BRANO:
○ ○ ○ ○ ○

L’ESPERIENZA DEI “QUADRATINI” CON DON EUGENIO NEMBRINI: DA TRE ANNI LE MESSE ONLINE CON GLI AMICI MALATI

Dalla prima ondata Covid, Don Eugenio Nembrinisacerdote missionario, già rettore dell’Istituto Sacro Cuore di Milano e guida della comunità di Comunione e Liberazione nel Lazio – ha organizzato un ciclo di sante messe online per i tanti malati e impossibilitati ad uscire di casa per recarsi in Chiesa. In una lunga lettera al quotidiano “Avvenire”, Don Nembrini racconta l’origine di queste messe con i cosiddetti “quadratini”, ovvero le tante facce sulla schermata del computer che appaiono durante i collegamenti: l’incontro cristiano 2.0 dove però la “presenza” è tutt’altro che immaginaria o meramente tecnologica.



«La vita anche quando è dura, è stupenda, perché proprio in questa vita il Mistero può vincere»: per il sacerdote di origini bergamasche, fratello del professore Franco Nembrini (celebri le sue letture della Divina Commedia di Dante), Dio è all’opera sempre e continua a riaccadere anche oggi, duemila anni dopo la Resurrezione. Lo stupore tipico dei bambini di fronte alla vita va via via spegnendosi, racconta ancora Don Nembrini nella lettera ad “Avvenire”: si smarrisce il senso ultimo della vita e si rischia il cinismo e la delusione continua davanti agli oggettivi problemi della vita adulta. Ma è dentro questo scenario che Dio agisce in prima persona: «non permette mai che in noi si addormenti del tutto quel cuore che ci ha dato. Resta vivo».

○ ○ ○ ○ ○

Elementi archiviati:
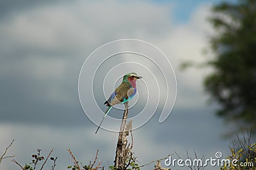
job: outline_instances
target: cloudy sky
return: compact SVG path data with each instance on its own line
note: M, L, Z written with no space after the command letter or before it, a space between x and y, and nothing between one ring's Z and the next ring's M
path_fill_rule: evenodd
M216 106L207 104L209 96L202 87L203 78L211 70L179 69L182 61L200 62L211 57L203 54L209 37L214 34L205 19L211 15L211 6L220 1L1 1L0 153L14 139L8 153L15 154L22 164L30 162L36 148L47 155L54 148L52 155L58 157L56 169L65 169L72 164L66 151L68 148L84 164L93 160L99 149L102 165L111 165L118 134L100 129L95 135L97 126L80 104L78 79L84 60L97 48L116 39L132 38L149 42L164 53L177 85L176 103L168 118L159 123L161 98L152 118L133 132L133 152L140 164L175 151L185 158L187 149L191 155L195 150L205 158L214 157L216 152L226 155L230 141L221 136L227 126L214 116ZM115 62L134 59L128 57ZM136 59L134 62L143 63L143 59ZM164 63L161 59L156 62ZM102 70L113 67L113 63L107 63ZM153 66L149 64L148 67L154 72ZM140 72L135 66L132 68ZM145 77L149 75L142 69L140 73ZM150 79L138 82L138 87L143 89L143 82L151 83ZM160 87L162 80L159 78ZM114 86L112 80L106 81ZM173 84L169 88L173 97ZM140 93L138 88L138 92L135 112L145 104L144 91ZM83 95L86 97L86 92ZM100 96L104 96L102 89L95 92L100 104L104 99L99 99ZM86 99L88 103L94 100ZM111 115L120 111L115 110ZM143 169L153 167L151 164ZM0 169L19 167L6 159Z

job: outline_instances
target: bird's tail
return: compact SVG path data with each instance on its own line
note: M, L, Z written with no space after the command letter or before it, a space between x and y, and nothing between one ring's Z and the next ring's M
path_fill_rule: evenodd
M97 132L98 132L98 130L99 130L99 129L100 128L100 125L101 125L101 124L102 124L103 120L104 120L104 119L105 118L105 117L108 115L108 113L109 112L109 111L111 110L112 107L113 107L112 106L108 107L108 110L105 111L105 115L104 115L104 117L103 117L103 118L102 118L102 120L101 120L100 124L100 125L99 125L99 127L98 127L98 129L97 129L97 131L96 131L96 132L95 132L95 134L97 134Z

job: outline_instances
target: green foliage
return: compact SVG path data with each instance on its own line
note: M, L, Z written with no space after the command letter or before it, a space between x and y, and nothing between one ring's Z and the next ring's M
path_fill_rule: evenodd
M256 132L256 0L216 5L210 20L214 71L205 87L221 105L218 115ZM239 124L237 123L239 123Z

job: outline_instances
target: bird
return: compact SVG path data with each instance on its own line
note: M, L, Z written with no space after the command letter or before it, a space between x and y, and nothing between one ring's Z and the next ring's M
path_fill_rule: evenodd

○ ○ ○ ○ ○

ESERCIZI DA SVOLGERE:
a) Rispondi a queste domande sul brano sulle messe online di don Nembrini:
(i) A quale quotidiano don Nembrini ha inviato la sua lunga lettera?
(ii) Che cosa sono i cosiddetti "quadratini"?
(iii) Di chi è fratello il sacerdote?
b) Riprendi il brano sulle messe online di don Nembrini dal punto in cui si interrompe e proseguilo.

RISULTATI DELL'ESERCIZIO:
a)
(i) Al quotidiano "Avvenire".
(ii) Sono le tante facce sulla schermata del computer che appaiono durante i collegamenti.
(iii) È fratello del professore Franco Nembrini.

b)
Ma per sentire la voce di Dio agire dentro di sé manda di continuo amici e testimoni che ci “destino” dal proprio torpore e disagio: e così nasce l’idea dei “quadratini”, nata da un’esigenza materiale di una messa online durante la pandemia e poi proseguita fino ad oggi. Ormai sono circa 2mila i “quadratini” da tutta Italia che ogni giorno si collegano con la Santa Messa raccontando poi come stanno e come vivono le proprie malattie e difficoltà: di questi, 167 amici sono già volati in Paradiso, racconta Nembrini senza perdersi in parole “retoriche”. Dentro quel dolore «accade un’esplosione di vita»: il prete missionario racconta di un’amica che pochi giorni fa gli è stato diagnosticato un tumore al cervello insperabile ma che lo raccontava con un sorriso “misterioso”. «Se dovessi scegliere tra morire e perdere Gesù, sceglierei Gesù perché la cosa più grande che ho scoperto non è la vita ma Gesù».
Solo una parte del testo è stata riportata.